— Start Exercise inputs —

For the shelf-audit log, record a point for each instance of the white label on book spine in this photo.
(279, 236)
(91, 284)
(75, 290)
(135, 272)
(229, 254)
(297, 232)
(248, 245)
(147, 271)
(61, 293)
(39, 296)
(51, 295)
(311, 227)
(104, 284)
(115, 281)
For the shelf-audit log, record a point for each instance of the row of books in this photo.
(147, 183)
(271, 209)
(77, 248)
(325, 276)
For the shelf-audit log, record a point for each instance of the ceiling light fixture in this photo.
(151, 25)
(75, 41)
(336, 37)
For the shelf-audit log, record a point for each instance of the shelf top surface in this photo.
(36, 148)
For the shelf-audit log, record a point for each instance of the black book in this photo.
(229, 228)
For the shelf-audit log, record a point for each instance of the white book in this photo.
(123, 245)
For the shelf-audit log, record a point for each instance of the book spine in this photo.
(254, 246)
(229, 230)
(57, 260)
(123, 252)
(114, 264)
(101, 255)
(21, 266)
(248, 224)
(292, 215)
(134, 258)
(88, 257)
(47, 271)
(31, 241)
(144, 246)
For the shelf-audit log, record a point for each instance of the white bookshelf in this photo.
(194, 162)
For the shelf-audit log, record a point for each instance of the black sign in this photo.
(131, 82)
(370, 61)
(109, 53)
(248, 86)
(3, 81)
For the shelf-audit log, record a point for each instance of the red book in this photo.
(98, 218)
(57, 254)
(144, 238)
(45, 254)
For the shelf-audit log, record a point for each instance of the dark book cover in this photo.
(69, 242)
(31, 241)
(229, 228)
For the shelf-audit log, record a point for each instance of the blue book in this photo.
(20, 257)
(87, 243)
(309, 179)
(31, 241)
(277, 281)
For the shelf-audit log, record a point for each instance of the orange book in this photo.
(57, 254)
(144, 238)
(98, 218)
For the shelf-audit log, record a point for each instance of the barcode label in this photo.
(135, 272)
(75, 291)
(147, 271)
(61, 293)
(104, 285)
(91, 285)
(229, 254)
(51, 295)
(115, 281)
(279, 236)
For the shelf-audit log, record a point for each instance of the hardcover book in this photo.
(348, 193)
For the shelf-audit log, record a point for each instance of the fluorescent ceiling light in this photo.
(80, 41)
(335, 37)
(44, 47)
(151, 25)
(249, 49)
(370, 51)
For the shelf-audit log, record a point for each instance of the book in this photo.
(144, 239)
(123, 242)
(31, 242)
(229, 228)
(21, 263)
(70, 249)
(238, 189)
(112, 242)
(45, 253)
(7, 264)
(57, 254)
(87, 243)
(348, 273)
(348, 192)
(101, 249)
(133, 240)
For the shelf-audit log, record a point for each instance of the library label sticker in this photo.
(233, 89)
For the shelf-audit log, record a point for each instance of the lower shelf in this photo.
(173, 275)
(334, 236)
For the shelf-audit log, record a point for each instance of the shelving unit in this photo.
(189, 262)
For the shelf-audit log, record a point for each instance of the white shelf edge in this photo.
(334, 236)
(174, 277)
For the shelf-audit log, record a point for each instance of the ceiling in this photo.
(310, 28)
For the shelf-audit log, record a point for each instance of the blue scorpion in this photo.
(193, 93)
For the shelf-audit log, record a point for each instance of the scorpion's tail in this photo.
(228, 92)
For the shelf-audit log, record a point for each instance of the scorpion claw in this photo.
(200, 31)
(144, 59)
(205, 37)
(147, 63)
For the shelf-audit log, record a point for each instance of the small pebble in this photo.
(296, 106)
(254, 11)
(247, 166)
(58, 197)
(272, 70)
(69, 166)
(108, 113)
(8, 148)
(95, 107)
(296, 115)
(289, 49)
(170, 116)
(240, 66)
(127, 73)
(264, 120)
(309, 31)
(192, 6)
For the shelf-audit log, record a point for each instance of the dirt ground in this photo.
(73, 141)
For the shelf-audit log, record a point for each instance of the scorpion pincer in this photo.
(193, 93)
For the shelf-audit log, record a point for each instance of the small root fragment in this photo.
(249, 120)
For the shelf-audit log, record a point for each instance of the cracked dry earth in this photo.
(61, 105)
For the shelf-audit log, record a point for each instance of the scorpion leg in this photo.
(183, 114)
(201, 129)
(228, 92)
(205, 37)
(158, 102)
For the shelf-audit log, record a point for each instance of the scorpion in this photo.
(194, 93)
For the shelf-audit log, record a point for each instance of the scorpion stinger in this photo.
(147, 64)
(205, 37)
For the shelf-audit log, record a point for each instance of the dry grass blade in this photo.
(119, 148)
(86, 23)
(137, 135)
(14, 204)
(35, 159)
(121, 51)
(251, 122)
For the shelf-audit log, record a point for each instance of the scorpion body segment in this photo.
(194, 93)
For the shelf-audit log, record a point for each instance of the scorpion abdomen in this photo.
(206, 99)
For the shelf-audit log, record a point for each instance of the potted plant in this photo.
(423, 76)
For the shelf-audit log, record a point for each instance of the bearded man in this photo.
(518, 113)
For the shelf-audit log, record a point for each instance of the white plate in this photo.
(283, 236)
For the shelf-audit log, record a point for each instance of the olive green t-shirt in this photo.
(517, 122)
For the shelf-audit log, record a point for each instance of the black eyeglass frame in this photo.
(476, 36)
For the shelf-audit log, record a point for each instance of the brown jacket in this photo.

— End Exercise inputs —

Return all the data exactly as given.

## Solved exercise:
For the shelf-audit log, record a point for each instance of the white label on book spine in this photo.
(279, 236)
(91, 284)
(75, 290)
(135, 272)
(229, 254)
(297, 232)
(248, 245)
(147, 271)
(61, 293)
(39, 296)
(51, 295)
(311, 227)
(104, 284)
(115, 281)
For the shelf-audit log, record a point for each instance of the row of books in this photo.
(147, 183)
(271, 209)
(77, 248)
(325, 276)
For the shelf-audit log, record a point for each instance of the ceiling light fixture in this photo.
(151, 25)
(75, 41)
(336, 37)
For the shelf-audit log, record a point for each instance of the shelf top surface in this photo.
(36, 148)
For the shelf-audit log, record a point for each instance of the black book in this photo.
(229, 228)
For the shelf-audit log, record a point for each instance of the white book in this photo.
(123, 245)
For the shelf-audit log, record a point for each instance of the book spine in this photo.
(254, 246)
(229, 230)
(57, 260)
(123, 252)
(114, 264)
(101, 255)
(21, 266)
(248, 224)
(292, 215)
(134, 258)
(88, 257)
(47, 271)
(31, 241)
(144, 246)
For the shelf-audit log, record a point for each instance of the white bookshelf in this photo.
(194, 162)
For the shelf-audit log, record a point for each instance of the black sign in this photo.
(131, 82)
(370, 61)
(109, 53)
(248, 86)
(3, 81)
For the shelf-audit log, record a point for each instance of the red book in this photo.
(98, 218)
(57, 254)
(144, 238)
(45, 254)
For the shelf-audit log, record a point for each instance of the dark book cover in this photo.
(69, 242)
(31, 241)
(229, 228)
For the shelf-audit log, record a point for each instance of the blue book in this photo.
(20, 257)
(87, 243)
(309, 179)
(31, 241)
(277, 281)
For the shelf-audit log, record a point for each instance of the orange book in this photo.
(57, 254)
(144, 238)
(98, 218)
For the shelf-audit log, record a point for each instance of the barcode label in this photo.
(135, 272)
(75, 291)
(147, 271)
(61, 293)
(104, 285)
(91, 285)
(229, 254)
(51, 295)
(115, 281)
(279, 236)
For the shelf-audit log, record a point for each instance of the hardcover book in this photo.
(348, 193)
For the shelf-audit log, record a point for each instance of the fluorescent ceiling light in this photo.
(80, 41)
(335, 37)
(44, 47)
(151, 25)
(249, 49)
(370, 51)
For the shelf-audit log, record a point for each instance of the book in this photo.
(144, 239)
(123, 242)
(31, 242)
(229, 228)
(21, 263)
(70, 249)
(238, 189)
(112, 242)
(45, 253)
(7, 264)
(57, 254)
(87, 243)
(348, 273)
(348, 192)
(101, 249)
(133, 240)
For the shelf-audit log, record a point for each instance of the library label sticker in this photo.
(233, 89)
For the shelf-audit log, record a point for each instance of the lower shelf in this photo.
(173, 275)
(334, 236)
For the shelf-audit log, record a point for each instance of the shelving unit in this photo.
(189, 262)
For the shelf-audit log, record a point for each instance of the white shelf edge in this photo.
(334, 236)
(174, 277)
For the shelf-audit log, record a point for each instance of the ceiling in this photo.
(310, 28)
For the shelf-audit log, record a point for each instance of the blue scorpion in this photo.
(193, 93)
For the shelf-audit log, record a point for each instance of the scorpion's tail in this photo.
(228, 92)
For the shelf-audit log, record a point for each instance of the scorpion claw in this photo.
(200, 31)
(144, 59)
(205, 37)
(147, 63)
For the shelf-audit log, record a point for each instance of the small pebble in this photo.
(296, 106)
(254, 11)
(247, 166)
(58, 197)
(272, 70)
(69, 166)
(108, 113)
(8, 148)
(95, 107)
(296, 115)
(289, 49)
(170, 116)
(240, 66)
(127, 73)
(264, 120)
(309, 31)
(192, 6)
For the shelf-audit log, record a point for each instance of the dirt ground in this photo.
(73, 141)
For the shelf-audit log, record a point for each instance of the scorpion pincer in this photo.
(193, 93)
For the shelf-audit log, record a point for each instance of the small root fragment in this photo.
(249, 120)
For the shelf-audit log, record a point for each instance of the cracked dry earth in this photo.
(61, 105)
For the shelf-audit log, record a point for each instance of the scorpion leg in this photo.
(183, 114)
(201, 129)
(228, 92)
(205, 37)
(158, 102)
For the shelf-audit log, record a point for each instance of the scorpion in this photo.
(194, 93)
For the shelf-audit log, record a point for each instance of the scorpion stinger in this photo.
(147, 64)
(205, 37)
For the shelf-audit log, record a point for each instance of the dry grass blade in this photo.
(119, 148)
(86, 23)
(137, 135)
(14, 204)
(35, 159)
(121, 51)
(251, 122)
For the shelf-audit log, record a point for each instance of the scorpion body segment in this photo.
(194, 93)
For the shelf-audit log, record a point for each instance of the scorpion abdomen in this photo.
(206, 99)
For the shelf-audit log, record a point for each instance of the potted plant in this photo.
(423, 76)
For the shelf-audit log, record a point for each instance of the bearded man in this photo.
(518, 113)
For the shelf-audit log, record a point for each instance of the white plate in this photo.
(283, 236)
For the shelf-audit log, record a point for each instance of the olive green t-shirt in this photo.
(517, 122)
For the shelf-audit log, record a point for each instance of the black eyeglass frame in this photo.
(476, 36)
For the shelf-audit log, record a point for each instance of the brown jacket in this photo.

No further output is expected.